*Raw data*
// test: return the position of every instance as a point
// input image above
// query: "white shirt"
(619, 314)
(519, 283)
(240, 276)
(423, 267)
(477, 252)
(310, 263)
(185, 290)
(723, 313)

*Requirements*
Reproduce every line of the data above without any changes.

*Worked solution*
// test: return the position of every instance as a point
// input image above
// query: "white shirt"
(619, 314)
(519, 283)
(240, 276)
(423, 267)
(477, 252)
(310, 263)
(185, 290)
(723, 313)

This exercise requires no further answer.